**CHALLENGE:** Recast the lines below as a JSON list of strings, with one string for each line and any blank lines omitted.
━━━━
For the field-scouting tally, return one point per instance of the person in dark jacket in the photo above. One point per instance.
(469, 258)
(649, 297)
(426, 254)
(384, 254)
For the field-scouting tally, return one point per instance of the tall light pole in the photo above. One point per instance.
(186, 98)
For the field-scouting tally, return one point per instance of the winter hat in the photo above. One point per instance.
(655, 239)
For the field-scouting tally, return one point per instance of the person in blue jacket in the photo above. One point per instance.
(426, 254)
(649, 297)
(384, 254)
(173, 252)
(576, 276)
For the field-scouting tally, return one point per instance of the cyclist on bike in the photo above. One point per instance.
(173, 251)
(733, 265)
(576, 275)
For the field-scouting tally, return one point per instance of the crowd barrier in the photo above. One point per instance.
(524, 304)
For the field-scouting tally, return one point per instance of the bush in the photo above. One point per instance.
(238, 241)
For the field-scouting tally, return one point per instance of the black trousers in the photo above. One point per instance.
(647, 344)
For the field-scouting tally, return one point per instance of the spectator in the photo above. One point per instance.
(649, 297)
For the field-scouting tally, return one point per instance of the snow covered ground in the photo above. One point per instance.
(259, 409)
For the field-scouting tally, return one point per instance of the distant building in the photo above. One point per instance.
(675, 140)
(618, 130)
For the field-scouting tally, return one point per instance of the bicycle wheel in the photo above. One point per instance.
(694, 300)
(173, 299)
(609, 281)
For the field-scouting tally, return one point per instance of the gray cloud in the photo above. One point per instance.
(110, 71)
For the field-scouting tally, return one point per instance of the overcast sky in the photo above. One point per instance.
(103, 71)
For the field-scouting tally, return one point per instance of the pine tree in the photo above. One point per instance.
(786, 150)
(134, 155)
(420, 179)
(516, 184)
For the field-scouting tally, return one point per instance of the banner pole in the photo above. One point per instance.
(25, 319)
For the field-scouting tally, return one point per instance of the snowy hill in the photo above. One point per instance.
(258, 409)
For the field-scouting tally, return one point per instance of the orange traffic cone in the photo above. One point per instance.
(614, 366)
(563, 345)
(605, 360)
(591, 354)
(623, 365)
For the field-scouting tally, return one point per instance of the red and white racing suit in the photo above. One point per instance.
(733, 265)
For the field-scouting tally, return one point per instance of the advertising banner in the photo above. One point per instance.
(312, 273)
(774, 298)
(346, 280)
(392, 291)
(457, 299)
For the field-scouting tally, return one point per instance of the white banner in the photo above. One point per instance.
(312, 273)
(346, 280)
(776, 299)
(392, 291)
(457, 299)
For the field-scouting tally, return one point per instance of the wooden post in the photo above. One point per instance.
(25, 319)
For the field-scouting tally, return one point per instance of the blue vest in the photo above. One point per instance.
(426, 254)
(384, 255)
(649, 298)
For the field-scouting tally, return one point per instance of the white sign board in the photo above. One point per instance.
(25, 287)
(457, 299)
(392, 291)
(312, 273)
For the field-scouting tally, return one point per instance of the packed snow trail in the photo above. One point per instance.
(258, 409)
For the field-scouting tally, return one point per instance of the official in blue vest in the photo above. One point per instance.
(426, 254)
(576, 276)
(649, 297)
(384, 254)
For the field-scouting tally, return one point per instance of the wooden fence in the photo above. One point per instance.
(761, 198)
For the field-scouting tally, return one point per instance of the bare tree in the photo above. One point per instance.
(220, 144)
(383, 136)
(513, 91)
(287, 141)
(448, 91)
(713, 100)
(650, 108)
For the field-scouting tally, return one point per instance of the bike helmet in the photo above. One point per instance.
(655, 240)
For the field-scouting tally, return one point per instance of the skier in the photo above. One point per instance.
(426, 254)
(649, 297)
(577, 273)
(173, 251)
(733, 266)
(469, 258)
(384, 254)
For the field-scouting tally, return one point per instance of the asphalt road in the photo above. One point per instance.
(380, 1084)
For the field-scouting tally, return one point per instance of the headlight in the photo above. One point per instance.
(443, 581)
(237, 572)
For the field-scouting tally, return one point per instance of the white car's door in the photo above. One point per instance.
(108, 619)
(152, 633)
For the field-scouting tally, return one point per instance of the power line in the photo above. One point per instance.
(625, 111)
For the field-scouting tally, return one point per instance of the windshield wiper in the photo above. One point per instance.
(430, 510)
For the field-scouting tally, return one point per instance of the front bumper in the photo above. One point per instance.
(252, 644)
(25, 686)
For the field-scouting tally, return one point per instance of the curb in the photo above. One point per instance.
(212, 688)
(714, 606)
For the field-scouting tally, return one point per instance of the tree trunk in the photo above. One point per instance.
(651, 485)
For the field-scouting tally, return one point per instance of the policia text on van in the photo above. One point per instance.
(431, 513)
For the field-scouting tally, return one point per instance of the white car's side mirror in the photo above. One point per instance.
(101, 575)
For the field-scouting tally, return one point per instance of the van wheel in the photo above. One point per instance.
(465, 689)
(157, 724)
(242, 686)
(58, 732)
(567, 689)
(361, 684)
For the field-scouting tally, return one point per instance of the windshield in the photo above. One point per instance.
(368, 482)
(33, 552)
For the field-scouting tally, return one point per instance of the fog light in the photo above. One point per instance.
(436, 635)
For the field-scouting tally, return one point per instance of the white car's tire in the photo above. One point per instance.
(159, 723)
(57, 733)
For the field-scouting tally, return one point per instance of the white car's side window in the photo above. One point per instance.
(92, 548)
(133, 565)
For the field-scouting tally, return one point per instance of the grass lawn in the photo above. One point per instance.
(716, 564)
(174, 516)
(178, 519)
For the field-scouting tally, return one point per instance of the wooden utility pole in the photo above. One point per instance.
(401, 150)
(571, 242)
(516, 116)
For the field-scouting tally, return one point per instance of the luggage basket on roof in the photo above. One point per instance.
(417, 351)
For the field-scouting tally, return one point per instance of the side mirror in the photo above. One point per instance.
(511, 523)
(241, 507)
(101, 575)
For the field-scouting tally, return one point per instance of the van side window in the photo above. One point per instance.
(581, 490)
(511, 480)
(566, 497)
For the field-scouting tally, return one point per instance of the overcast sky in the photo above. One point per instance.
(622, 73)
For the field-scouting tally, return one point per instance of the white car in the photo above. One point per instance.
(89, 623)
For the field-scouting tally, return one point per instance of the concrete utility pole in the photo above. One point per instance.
━━━━
**EXERCISE ANSWER:**
[
  "For the field-scouting tally, return one point per instance of the person in dark jacket in the photo above. One point per instance.",
  "(469, 258)",
  "(649, 297)",
  "(426, 254)",
  "(384, 254)",
  "For the field-scouting tally, return one point per instance of the tall light pole in the photo above. One point per instance.",
  "(186, 98)",
  "For the field-scouting tally, return one point per instance of the winter hat in the photo above. One point per instance.",
  "(655, 239)",
  "For the field-scouting tally, return one point per instance of the person in blue jacket in the photo above. One point per instance.",
  "(426, 254)",
  "(649, 297)",
  "(384, 254)",
  "(173, 252)",
  "(576, 276)",
  "For the field-scouting tally, return one point per instance of the cyclist on bike in the photo above. One point per instance.",
  "(173, 251)",
  "(733, 265)",
  "(576, 275)",
  "For the field-scouting tally, return one point per instance of the crowd barrier in the photo above. One point per instance.",
  "(524, 304)",
  "For the field-scouting tally, return one point per instance of the bush in the photo above. One point per instance.",
  "(238, 241)",
  "For the field-scouting tally, return one point per instance of the black trousers in the photo above. One point per instance.",
  "(647, 344)",
  "For the field-scouting tally, return one point per instance of the spectator in the photo above. One point per instance.",
  "(649, 297)",
  "For the field-scouting tally, return one point per instance of the snow covered ground in the photo above. One point per instance.",
  "(259, 409)",
  "For the field-scouting tally, return one point per instance of the distant building in the photo above. One point per instance.",
  "(675, 140)",
  "(618, 130)",
  "For the field-scouting tally, return one point per instance of the bicycle wheel in the photo above. One point per instance.",
  "(694, 300)",
  "(173, 299)",
  "(609, 281)",
  "For the field-scouting tally, return one point per instance of the gray cloud in the photo above. One point per instance.",
  "(110, 71)",
  "For the field-scouting tally, return one point per instance of the overcast sky in the photo above. One point per instance.",
  "(103, 71)",
  "For the field-scouting tally, return one point per instance of the pine tree in the photo above. One point per instance.",
  "(786, 150)",
  "(134, 155)",
  "(420, 179)",
  "(516, 184)",
  "For the field-scouting tally, return one point per instance of the banner pole in the photo above. One point per instance.",
  "(25, 319)",
  "For the field-scouting tally, return one point per instance of the snowy hill in the photo above. One point per instance.",
  "(258, 409)",
  "For the field-scouting tally, return one point per instance of the orange traffic cone in the photo above. One point per instance.",
  "(614, 366)",
  "(563, 345)",
  "(605, 360)",
  "(591, 354)",
  "(623, 365)",
  "For the field-scouting tally, return one point per instance of the red and white racing suit in the photo above. One point per instance.",
  "(733, 265)",
  "For the field-scouting tally, return one point per instance of the advertising banner in the photo above. One point per instance.",
  "(312, 273)",
  "(774, 298)",
  "(346, 280)",
  "(392, 291)",
  "(457, 299)",
  "For the field-scouting tally, return one point per instance of the white banner in the photo above. One point per instance.",
  "(312, 273)",
  "(346, 280)",
  "(776, 299)",
  "(392, 291)",
  "(457, 299)",
  "For the field-scouting tally, return one point per instance of the wooden post in the photo above. One point per instance.",
  "(25, 319)",
  "For the field-scouting tally, return one point per instance of the blue vest in the photo above. One point per instance.",
  "(426, 254)",
  "(384, 255)",
  "(649, 298)",
  "For the field-scouting tally, return one point per instance of the white sign board in the photo above. One point per instance.",
  "(25, 287)",
  "(457, 299)",
  "(392, 291)",
  "(312, 273)",
  "For the field-scouting tally, return one point per instance of the packed snow trail in the photo above. One point per instance.",
  "(258, 409)",
  "For the field-scouting tally, return one point per instance of the official in blue vest in the photo above. One point per instance.",
  "(426, 254)",
  "(576, 276)",
  "(649, 297)",
  "(384, 254)",
  "For the field-scouting tally, return one point per instance of the wooden fence in the photo above. One point per instance.",
  "(761, 198)",
  "For the field-scouting tally, return one point per instance of the bare tree in the photo above. One point per instance.",
  "(220, 144)",
  "(383, 136)",
  "(513, 91)",
  "(287, 141)",
  "(448, 91)",
  "(713, 100)",
  "(650, 108)",
  "For the field-scouting tally, return one point per instance of the bike helmet in the photo above. One point per instance.",
  "(655, 240)",
  "For the field-scouting tally, return one point per instance of the skier in the photo above. One point per instance.",
  "(426, 254)",
  "(649, 297)",
  "(577, 273)",
  "(173, 251)",
  "(733, 266)",
  "(469, 258)",
  "(384, 254)",
  "For the field-scouting tally, return one point per instance of the asphalt road in the photo above. One point per instance.",
  "(380, 1084)",
  "For the field-scouting tally, return one point per instance of the headlight in the photo above. One point per instance.",
  "(443, 581)",
  "(237, 572)",
  "For the field-scouting tally, return one point per instance of the white car's door in the photo above. One point per instance.",
  "(108, 619)",
  "(152, 633)",
  "For the field-scouting tally, return one point per instance of the power line in the photo above. One point per instance.",
  "(625, 111)",
  "For the field-scouting tally, return one point per instance of the windshield wiper in the photo above. One point per instance.",
  "(430, 510)",
  "For the field-scouting tally, return one point per instance of the front bumper in the photo above. One point per instance.",
  "(252, 644)",
  "(25, 686)",
  "For the field-scouting tally, return one point per instance of the curb in the photo above. One point per instance.",
  "(212, 688)",
  "(714, 606)",
  "For the field-scouting tally, return one point per instance of the tree trunk in the photo above. One point per instance.",
  "(651, 485)",
  "For the field-scouting tally, return one point per instance of the policia text on van in the photo above. One point per instance.",
  "(431, 513)",
  "For the field-scouting tally, return one point per instance of the white car's side mirror in the photo above. One point per instance.",
  "(101, 575)",
  "For the field-scouting tally, return one point per instance of the van wheel in the photo above. One point per instance.",
  "(465, 689)",
  "(157, 724)",
  "(242, 686)",
  "(58, 732)",
  "(567, 689)",
  "(361, 684)",
  "For the field-scouting tally, return one point per instance of the windshield in the photo above. One point per instance.",
  "(368, 482)",
  "(33, 552)",
  "For the field-scouting tally, return one point per instance of the fog light in the photo above. One point per instance.",
  "(436, 635)",
  "For the field-scouting tally, return one point per instance of the white car's tire in the photo above. One point per instance.",
  "(159, 723)",
  "(57, 733)",
  "For the field-scouting tally, return one point per instance of the white car's side window in the photo above. One point per instance.",
  "(92, 548)",
  "(133, 565)",
  "For the field-scouting tally, return one point per instance of the grass lawn in the photo above. One point per instance.",
  "(716, 564)",
  "(174, 516)",
  "(178, 519)",
  "For the field-scouting tally, return one point per instance of the wooden utility pole in the photo above. One point per instance.",
  "(401, 150)",
  "(571, 242)",
  "(516, 116)",
  "For the field-scouting tally, return one point per instance of the luggage basket on roof in the photo above. One point per instance.",
  "(417, 351)",
  "For the field-scouting tally, return one point per instance of the side mirror in the photo above. One point per instance.",
  "(511, 523)",
  "(241, 507)",
  "(101, 575)",
  "For the field-scouting tally, return one point per instance of the van side window in the photo above. One point per instance.",
  "(581, 490)",
  "(511, 480)",
  "(566, 497)",
  "For the field-scouting tally, return one point per instance of the overcast sky in the photo above. One point per instance.",
  "(622, 73)",
  "For the field-scouting tally, return one point per instance of the white car in the photo above. One point per instance.",
  "(89, 623)",
  "For the field-scouting tally, return one point per instance of the concrete utility pole in the photo above. One point per instance."
]